#### [TASK DESCRIPTION]
Please extract every entry below and reproduce each of its lines word for word, with no changes.

#### [INPUT DATA]
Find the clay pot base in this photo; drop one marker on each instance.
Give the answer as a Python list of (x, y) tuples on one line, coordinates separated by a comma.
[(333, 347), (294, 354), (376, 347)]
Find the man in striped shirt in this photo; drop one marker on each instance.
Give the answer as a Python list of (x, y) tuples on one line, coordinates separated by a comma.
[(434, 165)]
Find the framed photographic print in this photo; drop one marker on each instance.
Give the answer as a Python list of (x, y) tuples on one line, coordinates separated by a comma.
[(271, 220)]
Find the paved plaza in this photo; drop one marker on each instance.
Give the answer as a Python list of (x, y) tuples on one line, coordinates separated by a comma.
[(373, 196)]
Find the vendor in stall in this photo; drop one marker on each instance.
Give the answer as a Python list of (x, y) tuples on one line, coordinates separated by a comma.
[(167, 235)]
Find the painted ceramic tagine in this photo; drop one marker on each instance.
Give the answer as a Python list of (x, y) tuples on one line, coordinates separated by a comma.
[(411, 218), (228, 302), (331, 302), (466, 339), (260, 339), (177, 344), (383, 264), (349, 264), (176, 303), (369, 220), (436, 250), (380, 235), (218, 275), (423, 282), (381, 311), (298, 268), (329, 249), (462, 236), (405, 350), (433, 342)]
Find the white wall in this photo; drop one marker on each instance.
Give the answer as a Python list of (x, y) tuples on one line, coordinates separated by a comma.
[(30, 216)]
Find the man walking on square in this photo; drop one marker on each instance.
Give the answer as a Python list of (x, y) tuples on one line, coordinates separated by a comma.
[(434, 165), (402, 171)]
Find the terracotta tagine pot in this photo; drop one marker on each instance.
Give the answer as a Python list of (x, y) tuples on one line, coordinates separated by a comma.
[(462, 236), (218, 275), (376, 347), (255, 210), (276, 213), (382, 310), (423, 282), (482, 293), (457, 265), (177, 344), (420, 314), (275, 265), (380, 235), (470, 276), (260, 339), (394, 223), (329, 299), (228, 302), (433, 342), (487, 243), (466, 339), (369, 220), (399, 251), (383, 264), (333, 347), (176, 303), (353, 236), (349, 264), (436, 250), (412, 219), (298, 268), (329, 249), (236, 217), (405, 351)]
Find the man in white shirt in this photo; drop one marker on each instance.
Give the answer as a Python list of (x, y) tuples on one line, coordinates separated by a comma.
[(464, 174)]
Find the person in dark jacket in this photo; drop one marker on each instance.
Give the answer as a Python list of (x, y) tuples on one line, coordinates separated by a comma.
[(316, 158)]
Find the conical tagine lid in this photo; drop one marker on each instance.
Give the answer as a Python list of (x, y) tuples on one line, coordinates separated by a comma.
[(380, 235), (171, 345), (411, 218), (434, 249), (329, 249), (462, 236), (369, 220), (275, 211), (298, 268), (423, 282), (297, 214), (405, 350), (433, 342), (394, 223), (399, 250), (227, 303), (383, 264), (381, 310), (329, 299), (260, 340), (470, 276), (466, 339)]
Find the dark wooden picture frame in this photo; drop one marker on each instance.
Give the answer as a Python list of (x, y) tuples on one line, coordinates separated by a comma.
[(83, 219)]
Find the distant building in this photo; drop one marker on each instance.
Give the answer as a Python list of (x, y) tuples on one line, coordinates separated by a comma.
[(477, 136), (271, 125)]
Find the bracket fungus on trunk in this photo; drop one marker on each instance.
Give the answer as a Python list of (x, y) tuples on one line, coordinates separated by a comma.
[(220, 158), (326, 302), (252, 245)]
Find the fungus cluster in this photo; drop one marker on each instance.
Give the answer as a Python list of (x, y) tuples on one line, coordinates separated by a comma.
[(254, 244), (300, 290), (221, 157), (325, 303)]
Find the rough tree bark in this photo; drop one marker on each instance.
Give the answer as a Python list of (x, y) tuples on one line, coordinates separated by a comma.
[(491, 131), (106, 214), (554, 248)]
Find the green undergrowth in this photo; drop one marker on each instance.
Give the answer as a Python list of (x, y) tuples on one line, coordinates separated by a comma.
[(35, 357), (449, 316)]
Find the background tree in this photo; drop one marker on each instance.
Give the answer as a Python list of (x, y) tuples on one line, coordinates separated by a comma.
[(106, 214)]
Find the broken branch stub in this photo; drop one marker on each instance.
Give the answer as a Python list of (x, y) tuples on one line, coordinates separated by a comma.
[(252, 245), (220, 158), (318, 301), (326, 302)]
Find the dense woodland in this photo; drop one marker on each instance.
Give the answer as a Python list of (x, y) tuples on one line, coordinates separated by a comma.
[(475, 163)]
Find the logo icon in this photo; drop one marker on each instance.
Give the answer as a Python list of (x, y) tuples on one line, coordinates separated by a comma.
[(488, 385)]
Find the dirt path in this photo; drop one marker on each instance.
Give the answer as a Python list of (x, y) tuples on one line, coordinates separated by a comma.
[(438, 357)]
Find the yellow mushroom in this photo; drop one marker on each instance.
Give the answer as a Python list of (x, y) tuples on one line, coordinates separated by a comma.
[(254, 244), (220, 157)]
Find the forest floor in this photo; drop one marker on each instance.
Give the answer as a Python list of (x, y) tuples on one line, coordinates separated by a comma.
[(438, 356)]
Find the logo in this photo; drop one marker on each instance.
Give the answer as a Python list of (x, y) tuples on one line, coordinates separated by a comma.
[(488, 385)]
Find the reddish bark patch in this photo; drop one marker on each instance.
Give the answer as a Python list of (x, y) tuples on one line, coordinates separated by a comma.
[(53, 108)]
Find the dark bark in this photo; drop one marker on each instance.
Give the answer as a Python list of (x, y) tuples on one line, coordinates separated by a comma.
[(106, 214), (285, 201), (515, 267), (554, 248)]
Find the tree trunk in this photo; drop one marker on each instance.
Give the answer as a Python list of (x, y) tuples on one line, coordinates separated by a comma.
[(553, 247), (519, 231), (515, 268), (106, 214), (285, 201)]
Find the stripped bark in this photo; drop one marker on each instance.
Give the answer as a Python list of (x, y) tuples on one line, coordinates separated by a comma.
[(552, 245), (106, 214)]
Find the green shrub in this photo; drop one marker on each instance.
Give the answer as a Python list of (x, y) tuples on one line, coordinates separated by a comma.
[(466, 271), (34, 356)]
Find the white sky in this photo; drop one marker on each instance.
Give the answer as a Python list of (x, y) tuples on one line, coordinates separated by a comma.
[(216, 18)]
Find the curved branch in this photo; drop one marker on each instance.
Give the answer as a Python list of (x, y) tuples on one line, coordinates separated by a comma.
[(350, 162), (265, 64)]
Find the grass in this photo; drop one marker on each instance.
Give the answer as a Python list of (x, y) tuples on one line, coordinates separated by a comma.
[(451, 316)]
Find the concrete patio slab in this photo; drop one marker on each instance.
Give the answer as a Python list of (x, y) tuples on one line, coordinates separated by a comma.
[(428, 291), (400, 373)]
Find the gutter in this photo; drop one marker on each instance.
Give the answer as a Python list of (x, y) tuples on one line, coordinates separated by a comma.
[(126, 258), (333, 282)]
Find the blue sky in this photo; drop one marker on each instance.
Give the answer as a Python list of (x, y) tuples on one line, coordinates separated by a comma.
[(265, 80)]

#### [ANSWER BELOW]
Find the clay pot base in this photo; drop one marker on each instance.
Give the answer as a Python list of (x, y) tuples on one line, coordinates separated by a comma.
[(333, 347), (294, 354), (376, 347)]
Find the man in striped shirt in this photo; drop one marker on each instance.
Give the answer as a Python list of (x, y) tuples on one line, coordinates separated by a comma.
[(434, 165)]
Find the framed photographic print in this photo; drop one marker on each instance.
Give the answer as a Python list of (x, y) tuples on one line, coordinates separated by a comma.
[(271, 220)]
Find the paved plaza in this photo; drop one marker on each instance.
Give the answer as a Python list of (x, y) tuples on one line, coordinates separated by a comma.
[(373, 196)]
Find the vendor in stall in this photo; drop one marker on each instance.
Give the answer as a Python list of (x, y) tuples on one line, coordinates separated by a comma.
[(167, 235)]
Find the painted ceramic tagine in this photo; drop one marker on each instance.
Give the answer as a Python list of (x, y) tuples on one line, coordinates separated by a comma.
[(411, 218), (228, 302), (331, 302), (466, 339), (260, 339), (177, 344), (383, 264), (349, 264), (176, 303), (369, 220), (436, 250), (380, 235), (218, 275), (423, 282), (381, 311), (298, 268), (329, 249), (462, 236), (405, 350), (433, 342)]
Find the white wall in this photo; drop one marker on each instance.
Give the answer as a Python list of (x, y) tuples on one line, coordinates separated by a comma.
[(30, 216)]
Find the man walking on square in this photo; drop one marker on each instance.
Give the answer as a Python list of (x, y) tuples on one line, coordinates separated by a comma.
[(434, 165), (402, 171)]
Find the terracotta tagine pot in this photo; drop one marker on each instance.
Give the answer as a Python list of (x, y) tuples on one line, coordinates separated by a comma.
[(462, 236), (218, 275), (376, 347), (255, 210), (276, 213), (382, 310), (423, 282), (482, 293), (457, 265), (177, 344), (420, 314), (275, 265), (380, 235), (470, 276), (260, 339), (394, 223), (329, 299), (228, 302), (433, 342), (487, 243), (466, 339), (369, 220), (399, 251), (383, 264), (333, 347), (176, 303), (353, 236), (349, 264), (436, 250), (412, 219), (298, 268), (329, 249), (236, 217), (405, 351)]
Find the man in white shirt in this photo; drop one marker on each instance.
Give the answer as a Python list of (x, y) tuples on one line, coordinates separated by a comma.
[(464, 174)]
Find the person in dark jacket in this photo; drop one marker on each instance.
Give the answer as a Python list of (x, y) tuples on one line, coordinates separated by a comma.
[(316, 158)]
Find the conical tagine lid in this photo; drop one marker on each instance.
Give the answer as a Python list of (x, y) tuples on one line, coordinates separated by a comma.
[(380, 235), (171, 345), (411, 218), (434, 249), (329, 249), (462, 236), (369, 220), (275, 211), (298, 268), (423, 282), (297, 214), (405, 350), (433, 342), (394, 223), (399, 250), (227, 303), (383, 264), (381, 310), (329, 299), (260, 340), (470, 276), (466, 339)]
Find the dark wooden picture frame in this photo; drop one marker on each instance.
Give the answer as a Python list of (x, y) tuples on one line, coordinates separated by a comma.
[(83, 219)]
Find the distant building in this photo; drop one marker on each instance.
Give the answer as a Python list of (x, y) tuples on one line, coordinates separated by a comma.
[(477, 136), (271, 125)]
Find the bracket fungus on trunk in this photo; drop one marker on each instance.
Give the answer as a Python list of (x, y) tuples on one line, coordinates separated by a comma.
[(220, 158), (326, 302), (252, 245)]
Find the fungus cluster in this photo; drop one marker on each instance.
Give the answer as a Python list of (x, y) tuples on one line, coordinates separated by a comma.
[(254, 244), (300, 290), (221, 157), (325, 303)]
Find the rough tree bark in this photo; drop one marker on each instance.
Give the answer as a Python list of (x, y) tuples on one line, coordinates separated by a comma.
[(491, 131), (106, 214), (554, 248)]
Find the green undergrowth in this photo; drop one marker on each instance.
Give the answer as a Python list of (x, y) tuples on one line, coordinates separated by a comma.
[(35, 357), (449, 316)]
Find the background tree in this photo; drop one marker on each instance.
Give the answer as a Python list of (x, y) tuples on one line, coordinates separated by a comma.
[(106, 214)]
Find the broken branch stub in this photo; drop one marker on each instance.
Give the answer as a Python list of (x, y) tuples on one line, coordinates separated by a comma.
[(252, 245), (220, 158), (318, 301), (326, 302)]
Find the dense woodland in this photo; drop one marker on each instance.
Give the answer as a Python list of (x, y) tuples on one line, coordinates separated by a comma.
[(475, 163)]
Find the logo icon in this photo; drop one marker on each instance.
Give the answer as a Python list of (x, y) tuples on one line, coordinates separated by a comma.
[(488, 385)]
Find the dirt path in this photo; drop one marker on each instance.
Give the answer as a Python list of (x, y) tuples on one line, coordinates separated by a comma.
[(438, 357)]
Find the yellow mushroom in this photo; drop one marker on each instance.
Give the answer as a Python list of (x, y) tuples on one line, coordinates separated by a comma.
[(254, 244), (220, 157)]
Find the forest floor in this photo; drop one marker on each instance.
Give the answer as a Python list of (x, y) tuples on one line, coordinates separated by a comma.
[(438, 356)]
Find the logo in this photo; drop one marker on each instance.
Give the answer as a Python list of (x, y) tuples on one line, coordinates separated by a comma.
[(488, 385)]
Find the reddish bark patch in this photo; drop one marker on each instance.
Give the answer as a Python list of (x, y) tuples on one line, coordinates separated by a comma.
[(53, 108)]
Find the dark bark in this photo; drop one marker on each instance.
Give the answer as a Python list of (x, y) tuples on one line, coordinates separated by a comma.
[(106, 214), (285, 201), (515, 267), (554, 248)]
Find the tree trunk in this photo; drop one marker on each instance.
Give the answer as a Python list of (x, y) tuples on one line, coordinates separated by a comma.
[(553, 247), (519, 231), (515, 268), (106, 214), (285, 201)]
Find the stripped bark in this photo; drop one marker on each instance.
Give the answer as a Python list of (x, y) tuples on one line, coordinates separated by a comma.
[(552, 245), (106, 214)]
Find the green shrub in this photo; drop one marker on each instance.
Give the answer as a Python list of (x, y) tuples on one line, coordinates separated by a comma.
[(466, 271), (34, 356)]
Find the white sky in this photo; drop one marker on each instance.
Give the answer as a Python list of (x, y) tuples on one line, coordinates separated by a comma.
[(216, 18)]
Find the curved branch in this photo; drop one marker on each instance.
Give the answer as a Python list of (x, y) tuples on one line, coordinates separated by a comma.
[(350, 162), (265, 64)]
Find the grass in this photo; drop one marker on each instance.
Give the answer as a Python list of (x, y) tuples on one line, coordinates separated by a comma.
[(451, 316)]
Find the concrete patio slab in this photo; drop one marker on each instance.
Give the answer as a Python list of (x, y) tuples on one line, coordinates separated by a comma.
[(428, 291), (400, 373)]
Find the gutter in this photo; drop one marker on each instance.
Give the answer as a Python list of (x, y) tuples on one line, coordinates separated by a comma.
[(126, 258), (333, 282)]
Find the blue sky in this photo; drop one marker on each instance.
Give the answer as a Python list of (x, y) tuples on one line, coordinates separated by a comma.
[(265, 80)]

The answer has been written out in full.